• _Task item_
Where in the material does the word "below" appear? Copy each line that has it.

• _Records provided_

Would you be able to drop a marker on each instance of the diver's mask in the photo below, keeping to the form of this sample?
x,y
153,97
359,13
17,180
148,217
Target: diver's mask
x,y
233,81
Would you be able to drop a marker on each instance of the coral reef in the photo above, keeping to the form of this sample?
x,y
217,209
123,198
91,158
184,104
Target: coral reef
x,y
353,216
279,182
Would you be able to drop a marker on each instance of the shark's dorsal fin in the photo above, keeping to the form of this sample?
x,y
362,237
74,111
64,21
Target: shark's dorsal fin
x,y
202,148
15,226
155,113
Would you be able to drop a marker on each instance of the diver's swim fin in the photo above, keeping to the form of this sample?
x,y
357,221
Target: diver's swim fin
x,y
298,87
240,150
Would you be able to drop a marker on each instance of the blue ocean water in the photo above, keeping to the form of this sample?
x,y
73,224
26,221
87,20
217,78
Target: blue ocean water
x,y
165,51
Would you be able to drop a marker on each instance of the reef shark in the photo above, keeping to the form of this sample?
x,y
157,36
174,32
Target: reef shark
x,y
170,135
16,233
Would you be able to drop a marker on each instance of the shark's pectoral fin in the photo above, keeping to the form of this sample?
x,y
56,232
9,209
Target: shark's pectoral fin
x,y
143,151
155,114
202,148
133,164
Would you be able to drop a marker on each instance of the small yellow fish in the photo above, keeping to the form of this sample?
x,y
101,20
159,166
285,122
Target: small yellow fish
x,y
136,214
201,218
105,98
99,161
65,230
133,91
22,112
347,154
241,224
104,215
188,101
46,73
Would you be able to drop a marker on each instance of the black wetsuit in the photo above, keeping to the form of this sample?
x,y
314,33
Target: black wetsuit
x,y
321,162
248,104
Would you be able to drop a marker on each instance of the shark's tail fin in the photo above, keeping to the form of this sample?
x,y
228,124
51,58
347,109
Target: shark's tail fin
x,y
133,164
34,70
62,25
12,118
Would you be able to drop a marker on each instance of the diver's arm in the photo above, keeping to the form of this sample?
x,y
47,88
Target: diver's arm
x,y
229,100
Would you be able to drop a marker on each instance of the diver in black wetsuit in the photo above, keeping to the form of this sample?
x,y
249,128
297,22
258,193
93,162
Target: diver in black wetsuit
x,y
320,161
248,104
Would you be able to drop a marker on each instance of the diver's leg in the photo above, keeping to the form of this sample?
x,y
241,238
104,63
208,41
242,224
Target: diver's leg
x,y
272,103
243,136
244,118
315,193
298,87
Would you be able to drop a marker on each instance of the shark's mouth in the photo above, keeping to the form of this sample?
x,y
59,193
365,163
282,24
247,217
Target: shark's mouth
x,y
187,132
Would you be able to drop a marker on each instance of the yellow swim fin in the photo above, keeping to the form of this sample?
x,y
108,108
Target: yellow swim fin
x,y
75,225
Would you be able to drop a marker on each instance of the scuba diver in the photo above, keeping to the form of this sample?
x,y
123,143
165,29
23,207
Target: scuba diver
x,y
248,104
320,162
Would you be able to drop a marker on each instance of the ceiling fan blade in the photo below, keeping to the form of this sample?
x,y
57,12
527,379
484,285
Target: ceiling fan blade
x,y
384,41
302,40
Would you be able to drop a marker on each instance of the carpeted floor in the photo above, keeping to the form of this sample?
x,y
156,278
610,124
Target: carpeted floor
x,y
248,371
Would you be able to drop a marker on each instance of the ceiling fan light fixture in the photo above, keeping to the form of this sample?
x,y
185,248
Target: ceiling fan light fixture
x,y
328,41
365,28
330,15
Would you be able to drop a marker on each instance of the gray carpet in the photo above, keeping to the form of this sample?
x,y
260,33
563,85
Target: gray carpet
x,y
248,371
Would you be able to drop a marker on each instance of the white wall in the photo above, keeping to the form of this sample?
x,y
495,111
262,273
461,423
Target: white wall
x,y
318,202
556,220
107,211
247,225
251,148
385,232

• _Exercise result_
Would you be able to drop a marker on each instance of the diver's mask in the photo below, keeping to the form of this sample?
Would you be able to drop a marker on each instance of the ceiling fan blade in the photo below, keeping to the form of this sample?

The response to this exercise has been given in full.